• [Problem requirements] Beginning with the line containing "the player's hand", transcribe every line exactly down to the last one in the records below, and drop the pictures.

═══ Information provided

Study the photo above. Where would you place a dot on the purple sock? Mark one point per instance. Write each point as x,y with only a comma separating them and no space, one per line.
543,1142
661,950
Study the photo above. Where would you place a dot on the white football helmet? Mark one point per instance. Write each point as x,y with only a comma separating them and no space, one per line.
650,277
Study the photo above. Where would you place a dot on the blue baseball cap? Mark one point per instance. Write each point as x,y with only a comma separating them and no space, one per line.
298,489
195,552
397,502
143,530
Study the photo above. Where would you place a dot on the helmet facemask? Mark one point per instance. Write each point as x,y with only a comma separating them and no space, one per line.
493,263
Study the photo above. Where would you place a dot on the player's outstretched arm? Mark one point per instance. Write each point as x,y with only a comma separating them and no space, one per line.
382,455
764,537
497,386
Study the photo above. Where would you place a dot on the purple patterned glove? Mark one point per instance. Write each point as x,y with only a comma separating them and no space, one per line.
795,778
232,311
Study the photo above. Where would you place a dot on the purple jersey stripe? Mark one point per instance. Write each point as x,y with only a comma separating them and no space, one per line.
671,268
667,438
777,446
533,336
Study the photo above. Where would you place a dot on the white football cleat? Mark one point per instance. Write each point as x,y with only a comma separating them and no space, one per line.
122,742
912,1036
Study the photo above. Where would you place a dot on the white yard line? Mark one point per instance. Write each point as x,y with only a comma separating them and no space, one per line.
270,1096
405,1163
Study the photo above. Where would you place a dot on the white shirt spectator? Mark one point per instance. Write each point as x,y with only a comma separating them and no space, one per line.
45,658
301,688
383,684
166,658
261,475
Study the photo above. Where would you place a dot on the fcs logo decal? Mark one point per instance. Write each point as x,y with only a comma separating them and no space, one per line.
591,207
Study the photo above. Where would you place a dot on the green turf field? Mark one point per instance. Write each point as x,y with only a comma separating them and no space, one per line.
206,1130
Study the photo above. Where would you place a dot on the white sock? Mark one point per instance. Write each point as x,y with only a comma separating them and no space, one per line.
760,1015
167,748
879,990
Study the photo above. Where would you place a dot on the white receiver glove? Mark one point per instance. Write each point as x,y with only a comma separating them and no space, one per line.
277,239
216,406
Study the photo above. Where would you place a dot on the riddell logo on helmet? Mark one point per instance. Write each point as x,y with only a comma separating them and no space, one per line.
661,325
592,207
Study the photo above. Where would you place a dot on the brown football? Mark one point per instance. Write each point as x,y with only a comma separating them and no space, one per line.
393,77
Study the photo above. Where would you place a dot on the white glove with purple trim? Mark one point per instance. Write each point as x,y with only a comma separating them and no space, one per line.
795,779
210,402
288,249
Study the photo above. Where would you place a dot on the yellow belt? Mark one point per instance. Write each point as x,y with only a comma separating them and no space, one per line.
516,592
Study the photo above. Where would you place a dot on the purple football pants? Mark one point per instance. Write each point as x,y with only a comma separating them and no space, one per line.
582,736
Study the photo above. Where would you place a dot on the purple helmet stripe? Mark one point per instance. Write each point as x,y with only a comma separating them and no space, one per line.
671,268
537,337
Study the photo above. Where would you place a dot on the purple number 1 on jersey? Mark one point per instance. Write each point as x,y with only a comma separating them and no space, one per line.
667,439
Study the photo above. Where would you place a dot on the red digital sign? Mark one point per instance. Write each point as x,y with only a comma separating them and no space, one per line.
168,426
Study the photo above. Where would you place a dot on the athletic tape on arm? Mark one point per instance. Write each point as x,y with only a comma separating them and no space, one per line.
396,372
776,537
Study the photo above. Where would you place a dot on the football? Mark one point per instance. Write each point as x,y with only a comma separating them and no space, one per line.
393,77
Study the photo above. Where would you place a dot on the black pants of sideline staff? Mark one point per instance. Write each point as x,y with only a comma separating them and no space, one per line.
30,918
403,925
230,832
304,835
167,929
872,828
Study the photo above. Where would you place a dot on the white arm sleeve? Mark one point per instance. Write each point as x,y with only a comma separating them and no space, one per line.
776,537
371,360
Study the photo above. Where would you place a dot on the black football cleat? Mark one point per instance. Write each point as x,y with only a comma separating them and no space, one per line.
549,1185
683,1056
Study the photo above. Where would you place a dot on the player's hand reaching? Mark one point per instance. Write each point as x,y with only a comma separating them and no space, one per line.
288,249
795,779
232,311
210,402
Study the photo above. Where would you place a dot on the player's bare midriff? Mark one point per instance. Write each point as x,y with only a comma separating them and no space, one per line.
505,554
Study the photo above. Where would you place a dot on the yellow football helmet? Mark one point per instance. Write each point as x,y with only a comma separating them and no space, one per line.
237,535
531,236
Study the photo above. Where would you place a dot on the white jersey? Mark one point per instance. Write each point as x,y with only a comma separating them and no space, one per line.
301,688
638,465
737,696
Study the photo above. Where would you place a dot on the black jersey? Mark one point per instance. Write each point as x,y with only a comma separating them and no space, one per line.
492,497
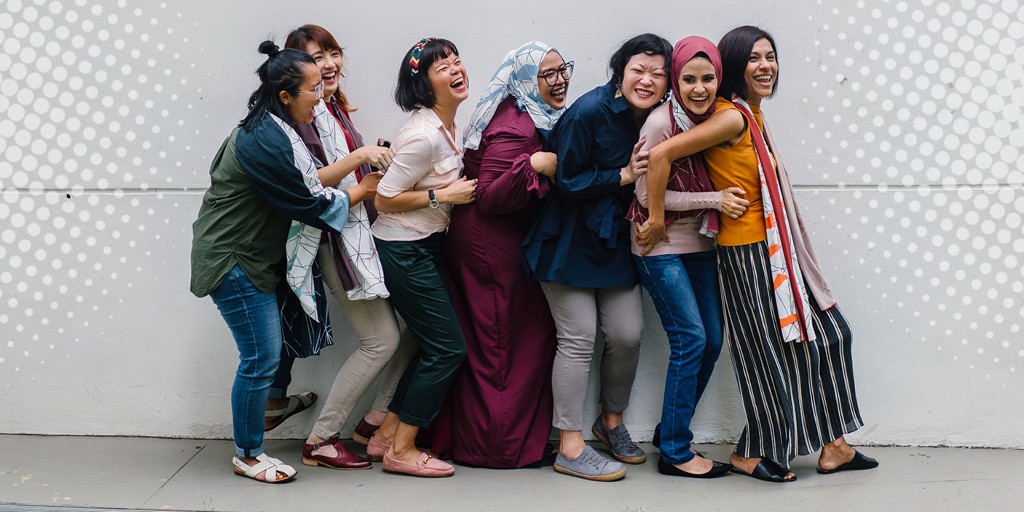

══════

• [Exercise output]
Study the photo above. Where would you place a dot on the player's hand reaching? Mark one point per instance. Write each point as x,y with only a comma separating them and no space, one per line.
288,249
795,779
232,311
210,402
Study the photo above. Where would you place a dot on the player's bare midriff? Mark one point per instance. Write each point as x,y with only a comma separating them and no space, one per line.
505,554
Study the photo above. Where would you place a dot on the yellow football helmet? Mark one point per instance. Write each point as x,y with only a comma separating them and no space, one per line.
237,535
531,236
Study the photo above. Where would you place a dot on the white jersey? Mark one point per instance. Write each point as x,y with only a comma separating them and no space, one per line.
301,688
638,465
737,696
Study the photo above. Where would you place a dot on the black jersey? Mark one point per instance. Write each point as x,y with only a comma separating them and no space, one per line.
492,497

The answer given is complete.